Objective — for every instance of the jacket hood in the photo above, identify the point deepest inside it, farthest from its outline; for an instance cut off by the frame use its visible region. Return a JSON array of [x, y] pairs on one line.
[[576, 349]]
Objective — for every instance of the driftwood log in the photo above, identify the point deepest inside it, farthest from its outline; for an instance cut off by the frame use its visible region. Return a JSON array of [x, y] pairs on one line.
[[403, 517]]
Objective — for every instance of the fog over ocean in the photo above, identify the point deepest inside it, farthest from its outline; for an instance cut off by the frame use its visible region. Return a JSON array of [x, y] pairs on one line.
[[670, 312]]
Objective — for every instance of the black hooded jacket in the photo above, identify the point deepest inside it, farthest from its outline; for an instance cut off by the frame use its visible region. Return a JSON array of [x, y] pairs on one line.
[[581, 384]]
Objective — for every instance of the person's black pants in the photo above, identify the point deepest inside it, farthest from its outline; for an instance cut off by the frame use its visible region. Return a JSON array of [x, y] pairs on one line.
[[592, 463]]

····················

Stated goal:
Reproduce the material verbatim from its first line through the line containing "[[576, 349]]", with both of those lines included.

Task solution:
Objective — for every instance of the jacket hood in the photo above, identify the point deepest inside it, farthest from its outline; for an instance cut off by the frame use its visible region. Return a JSON array of [x, y] pairs on one line.
[[576, 349]]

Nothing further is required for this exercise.